━━━━━ Excerpt
Living with Chronic Pain

6 Tips for Supporting Someone With Chronic Pain in Addiction Recovery


Supporting someone in recovery from addiction can be challenging, especially when the person in recovery also deals with chronic pain. Family members and friends may fear that their loved one will relapse and may not know how to support their sobriety. However, encouragement and support during recovery is essential for mental and physical well-being.

Six tips to best support a friend or loved one with chronic pain in addiction recovery are listed below:

  1. Remember that their pain is real. For some individuals in recovery from addiction, chronic pain treatment is associated with their addiction. Remember that recovery from addiction does not mean recovery from pain. Chronic pain can develop or worsen at any time, including when a person is in recovery. Chronic pain is very real and seeking pain relief is different from craving addictive substances.
  2. Be willing to talk about both recovery and pain. Both chronic pain and addiction can lead to feelings of shame. Avoiding these topics of conversation can increase these feelings and cause the person to isolate. On the other hand, discussing these issues in a nonjudgmental way can help support their recovery and overall mental well-being. Be sure to listen to their concerns with compassion and empathy.
  3. Encourage them to seek help when needed. If a loved one is struggling with pain, mental well-being, or a relapse, encourage them to seek help from a medical professional. Non-addictive medications and other tools such as physical therapy can be used to treat chronic pain. Psychotherapy, support groups, and certain medications can reduce cravings for addictive substances, help prevent relapse, and address mental health conditions, such as anxiety or depression.
━━━━━━━━━━
**What you will do:**
Continue the text on supporting someone with chronic pain in addiction recovery from the end of its third tip. None of the items below have anything to do with the text on chronic pain in addiction recovery.
━━━━━ Data
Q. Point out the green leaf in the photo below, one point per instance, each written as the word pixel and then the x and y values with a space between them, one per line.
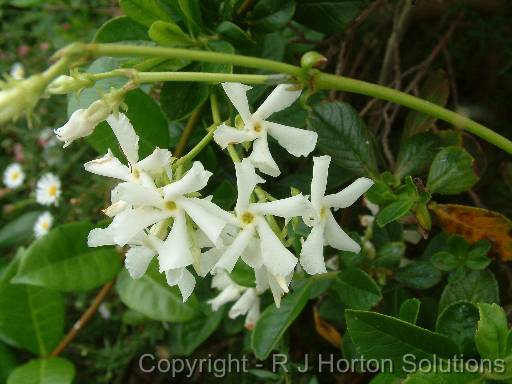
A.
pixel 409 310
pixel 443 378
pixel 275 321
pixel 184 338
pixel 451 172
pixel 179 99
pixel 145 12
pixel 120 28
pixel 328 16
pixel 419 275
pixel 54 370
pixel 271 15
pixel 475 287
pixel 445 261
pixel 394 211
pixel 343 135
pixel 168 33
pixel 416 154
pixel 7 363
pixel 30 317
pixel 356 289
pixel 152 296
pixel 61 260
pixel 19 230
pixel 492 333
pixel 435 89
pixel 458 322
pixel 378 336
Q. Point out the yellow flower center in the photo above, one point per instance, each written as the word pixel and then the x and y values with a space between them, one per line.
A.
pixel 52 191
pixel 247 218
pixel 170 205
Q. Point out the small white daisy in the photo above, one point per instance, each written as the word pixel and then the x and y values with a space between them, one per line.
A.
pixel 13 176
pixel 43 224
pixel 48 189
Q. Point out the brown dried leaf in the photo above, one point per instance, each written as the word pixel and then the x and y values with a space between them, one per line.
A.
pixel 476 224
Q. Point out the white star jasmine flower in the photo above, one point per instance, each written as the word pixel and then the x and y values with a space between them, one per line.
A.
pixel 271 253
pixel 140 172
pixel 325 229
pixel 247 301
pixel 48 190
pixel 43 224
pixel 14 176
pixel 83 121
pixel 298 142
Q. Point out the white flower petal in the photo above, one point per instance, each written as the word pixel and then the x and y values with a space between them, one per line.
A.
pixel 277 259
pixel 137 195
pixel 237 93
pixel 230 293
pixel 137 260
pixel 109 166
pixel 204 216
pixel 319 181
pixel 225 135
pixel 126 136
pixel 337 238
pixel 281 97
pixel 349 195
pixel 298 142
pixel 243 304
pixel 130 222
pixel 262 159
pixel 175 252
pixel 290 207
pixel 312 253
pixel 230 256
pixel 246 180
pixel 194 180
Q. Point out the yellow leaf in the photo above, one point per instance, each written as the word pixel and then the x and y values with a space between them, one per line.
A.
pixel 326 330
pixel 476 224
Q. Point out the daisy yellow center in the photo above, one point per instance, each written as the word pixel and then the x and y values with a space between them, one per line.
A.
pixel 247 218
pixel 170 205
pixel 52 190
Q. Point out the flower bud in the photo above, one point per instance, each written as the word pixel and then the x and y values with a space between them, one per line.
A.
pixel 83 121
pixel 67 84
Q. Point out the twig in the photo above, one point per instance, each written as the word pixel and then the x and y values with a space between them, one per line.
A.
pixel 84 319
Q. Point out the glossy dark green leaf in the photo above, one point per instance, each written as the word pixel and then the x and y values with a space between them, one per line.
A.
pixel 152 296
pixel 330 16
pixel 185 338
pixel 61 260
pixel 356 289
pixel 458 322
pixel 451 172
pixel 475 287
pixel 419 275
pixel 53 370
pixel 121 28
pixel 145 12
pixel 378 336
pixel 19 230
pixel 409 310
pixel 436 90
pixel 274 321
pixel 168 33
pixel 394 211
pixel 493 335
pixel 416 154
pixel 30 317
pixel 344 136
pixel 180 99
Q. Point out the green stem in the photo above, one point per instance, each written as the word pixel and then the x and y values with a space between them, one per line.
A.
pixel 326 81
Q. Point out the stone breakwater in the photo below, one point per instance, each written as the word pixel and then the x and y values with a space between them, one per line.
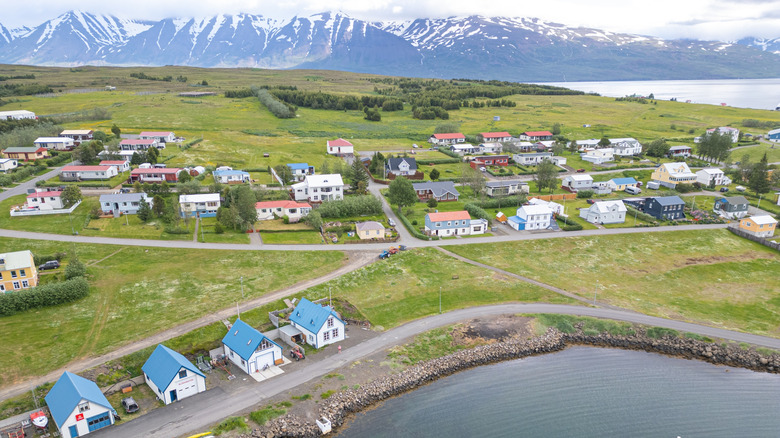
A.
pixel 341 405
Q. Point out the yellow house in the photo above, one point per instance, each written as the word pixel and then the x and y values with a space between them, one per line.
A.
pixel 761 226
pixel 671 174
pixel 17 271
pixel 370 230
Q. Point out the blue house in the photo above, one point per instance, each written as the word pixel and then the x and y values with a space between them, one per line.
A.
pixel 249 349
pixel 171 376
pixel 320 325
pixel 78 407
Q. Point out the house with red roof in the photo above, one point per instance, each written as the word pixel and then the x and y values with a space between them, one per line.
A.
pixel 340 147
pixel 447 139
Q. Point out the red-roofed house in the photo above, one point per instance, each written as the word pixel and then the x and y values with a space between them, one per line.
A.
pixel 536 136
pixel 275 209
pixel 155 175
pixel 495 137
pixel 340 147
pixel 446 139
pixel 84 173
━━━━━━━━━━
**Result below:**
  4. Recommend alternative sources of pain relief. There are ways to reduce pain that do not involve medication. If ice packs or heating pads help relieve pain, offering to get these items for the individual can make a big difference. Giving them a massage or watching a funny movie together to provide a distraction from the pain are also simple ways to help.
  5. Be a role model of taking care of physical and mental health. Prioritizing a healthy diet, physical activity, self-care, and getting enough sleep is always important. Modeling these behaviors or participating in them with the individual in recovery can support their physical and mental well-being. Avoid drinking alcohol or using other addictive substances in front of the person in recovery and don’t keep those items in the home.
  6. Reach out for support when needed. Supporting a family member or friend with chronic pain in addiction recovery can be stressful. Fears of a relapse and concerns for their health are normal. However, if stress, fear, or other negative emotions become too much to handle, reach out for support. Support groups such as Nar-Anon and Al-Anon were specifically created for family members and friends of those who deal with substance abuse. Talk therapy and other mental health resources can also be beneficial.